(Directive a)
Do these statements agree with the thread below? Answer yes or no for each and quote the deciding words. (i) Xisor classes the Tyranids as ancient aliens from beyond the galaxy. (ii) Xisor says the Tyrant Star opens an avenue close to 40k's setting. (iii) Xisor's second instinct points to Schismatic C'tan.

(Excerpt)
# The Forgotten Apacolypse



## ThatOtherGuy (Apr 13, 2010)

So after rummaging through the interwebz and the labyrinths of /tg/, I found this piece of lore that might interest some of you...


----------



## Xisor (Oct 1, 2011)

It's an interesting outlet, but with a few of the elements of the FFG material (notably the Tyrant Star itself and the Servants of Twilight), I'm reluctant on them. Mainly because they open up an avenue really quite alien to 40k's setting - one which is a bit like the the Yuuzhan Vong... it's something of a game-changer.

The following were not alien enough:
- Aliens (Orks & Tau)
- Ancient Aliens (Eldar)
- Ancient Robo-Aliens (Necrons)
- Ancient God-like Aliens (Old Ones)
- Ancient Alien-like Gods (C'tan)
- Ancient Aliens from beyond the Galaxy (Tyranids)
- Daemons (Chaos Daemons)
- Daemonic Gods (Chaos)
- Not-daemon warp aliens (Psycheneuein)
- Ancient not-daemon warp aliens (Enslavers)

We need _more_ again, not just exotic universal stuff (Tyranids, Necrons, C'tan etc) or exotic mystery-universe stuff (daemons, Old Ones etc)... something else as well!

---

*The Forgotten Apocalypse*

The problem with much of the speculation, I fear, is that the suggestions like 'misinterpretation of a Chaos/Tyranid invasion' are meant to be there for folks who just want to write off the whole event as normal.

Whilst you can probably already tell that that's my instinct... it's also deeply unsatisfactory. The whole point of these legends is to encourage more extravagant creativity by players in the setting - either in roleplays, or fanfic, or table-top... you get the idea.

So, if we accept it's not just Warp Rift/Chaos/Tyranids... _what is it?_

---

*Instinct Number 2*

The gamble's first port of call is to suggest: Schismatic C'tan. One of the Stargods which didn't side with them in the War in Heaven, or was somehow 'lost' in the Deceiver's rumour-mongered 'original war' between the Old Ones and C'tan.

(Directive b)
Express the records from the line with "Locate every instance of the manatee's nostril" through the end of the records as a two-column CSV with the columns request and points. Give one row per request, with its text and its answer each in one quoted field and line breaks turned into spaces.

(Data shown)
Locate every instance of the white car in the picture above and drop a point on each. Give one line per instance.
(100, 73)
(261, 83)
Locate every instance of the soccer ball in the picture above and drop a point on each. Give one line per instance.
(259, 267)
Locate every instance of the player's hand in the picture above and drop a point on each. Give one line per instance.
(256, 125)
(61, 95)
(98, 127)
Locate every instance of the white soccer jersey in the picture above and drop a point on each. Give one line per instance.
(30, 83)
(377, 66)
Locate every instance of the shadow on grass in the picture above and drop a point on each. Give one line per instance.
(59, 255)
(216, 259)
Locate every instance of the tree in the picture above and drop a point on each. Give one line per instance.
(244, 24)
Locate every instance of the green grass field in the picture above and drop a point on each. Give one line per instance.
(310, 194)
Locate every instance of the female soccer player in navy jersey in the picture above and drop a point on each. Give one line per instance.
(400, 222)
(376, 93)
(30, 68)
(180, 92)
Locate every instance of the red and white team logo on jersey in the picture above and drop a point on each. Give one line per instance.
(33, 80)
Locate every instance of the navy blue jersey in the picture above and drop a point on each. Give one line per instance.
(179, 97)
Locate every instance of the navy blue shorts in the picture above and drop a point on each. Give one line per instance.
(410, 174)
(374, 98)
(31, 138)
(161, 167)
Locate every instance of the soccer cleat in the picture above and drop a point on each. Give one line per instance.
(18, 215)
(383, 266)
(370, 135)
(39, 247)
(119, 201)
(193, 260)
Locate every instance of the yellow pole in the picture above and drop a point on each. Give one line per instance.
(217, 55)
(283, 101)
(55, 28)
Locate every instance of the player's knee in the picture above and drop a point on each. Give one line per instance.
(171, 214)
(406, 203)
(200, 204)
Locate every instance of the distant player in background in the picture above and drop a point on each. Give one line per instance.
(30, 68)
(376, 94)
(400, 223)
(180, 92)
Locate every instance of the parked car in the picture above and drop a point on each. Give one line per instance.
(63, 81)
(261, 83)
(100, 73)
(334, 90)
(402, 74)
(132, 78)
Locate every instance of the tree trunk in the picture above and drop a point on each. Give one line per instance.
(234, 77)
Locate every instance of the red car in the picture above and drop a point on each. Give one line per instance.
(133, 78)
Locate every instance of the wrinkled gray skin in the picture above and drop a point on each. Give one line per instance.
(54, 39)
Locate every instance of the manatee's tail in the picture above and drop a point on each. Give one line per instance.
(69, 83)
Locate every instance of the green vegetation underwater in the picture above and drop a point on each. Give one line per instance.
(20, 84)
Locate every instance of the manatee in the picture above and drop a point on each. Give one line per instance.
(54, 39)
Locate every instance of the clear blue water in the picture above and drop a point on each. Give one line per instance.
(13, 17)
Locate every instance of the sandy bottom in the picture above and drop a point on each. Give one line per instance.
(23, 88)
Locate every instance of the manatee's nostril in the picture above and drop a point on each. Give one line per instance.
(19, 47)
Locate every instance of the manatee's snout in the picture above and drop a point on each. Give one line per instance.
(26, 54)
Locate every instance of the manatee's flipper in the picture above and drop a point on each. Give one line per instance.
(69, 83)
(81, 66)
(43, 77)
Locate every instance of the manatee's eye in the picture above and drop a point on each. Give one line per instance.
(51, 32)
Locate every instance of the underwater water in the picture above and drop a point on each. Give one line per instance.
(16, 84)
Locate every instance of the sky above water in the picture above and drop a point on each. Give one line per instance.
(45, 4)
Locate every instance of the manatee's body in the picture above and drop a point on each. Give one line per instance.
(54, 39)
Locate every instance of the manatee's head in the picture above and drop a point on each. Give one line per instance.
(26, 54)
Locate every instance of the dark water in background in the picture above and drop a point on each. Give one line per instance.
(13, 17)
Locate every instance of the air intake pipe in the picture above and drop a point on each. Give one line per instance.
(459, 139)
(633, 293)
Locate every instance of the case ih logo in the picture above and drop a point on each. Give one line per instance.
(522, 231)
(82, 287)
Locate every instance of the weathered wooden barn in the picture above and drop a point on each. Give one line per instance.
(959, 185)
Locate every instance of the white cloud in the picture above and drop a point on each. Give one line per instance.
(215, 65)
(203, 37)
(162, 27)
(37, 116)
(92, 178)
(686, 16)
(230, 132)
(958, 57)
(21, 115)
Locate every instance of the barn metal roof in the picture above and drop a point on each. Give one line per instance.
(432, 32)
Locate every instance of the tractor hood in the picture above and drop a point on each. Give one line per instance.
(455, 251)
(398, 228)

(Final result a)
(i) Yes: "Ancient Aliens from beyond the Galaxy (Tyranids)"
(ii) No: "they open up an avenue really quite alien to 40k's setting"
(iii) Yes: "The gamble's first port of call is to suggest: Schismatic C'tan."

(Final result b)
request,points
"Locate every instance of the manatee's nostril in the picture above and drop a point on each. Give one line per instance.","(19, 47)"
"Locate every instance of the manatee's snout in the picture above and drop a point on each. Give one line per instance.","(26, 54)"
"Locate every instance of the manatee's flipper in the picture above and drop a point on each. Give one line per instance.","(69, 83) (81, 66) (43, 77)"
"Locate every instance of the manatee's eye in the picture above and drop a point on each. Give one line per instance.","(51, 32)"
"Locate every instance of the underwater water in the picture above and drop a point on each. Give one line per instance.","(16, 84)"
"Locate every instance of the sky above water in the picture above and drop a point on each. Give one line per instance.","(45, 4)"
"Locate every instance of the manatee's body in the picture above and drop a point on each. Give one line per instance.","(54, 39)"
"Locate every instance of the manatee's head in the picture above and drop a point on each. Give one line per instance.","(26, 54)"
"Locate every instance of the dark water in background in the picture above and drop a point on each. Give one line per instance.","(13, 17)"
"Locate every instance of the air intake pipe in the picture above and drop a point on each. Give one line per instance.","(459, 139) (633, 293)"
"Locate every instance of the case ih logo in the picture above and drop a point on each. Give one line per instance.","(522, 231) (82, 287)"
"Locate every instance of the weathered wooden barn in the picture above and drop a point on each. Give one line per instance.","(959, 185)"
"Locate every instance of the white cloud in the picture above and drop a point on each. Give one line per instance.","(215, 65) (203, 37) (162, 27) (37, 116) (92, 178) (686, 16) (230, 132) (958, 57) (21, 115)"
"Locate every instance of the barn metal roof in the picture above and drop a point on each. Give one line per instance.","(432, 32)"
"Locate every instance of the tractor hood in the picture above and drop a point on each. Give one line per instance.","(455, 251) (398, 228)"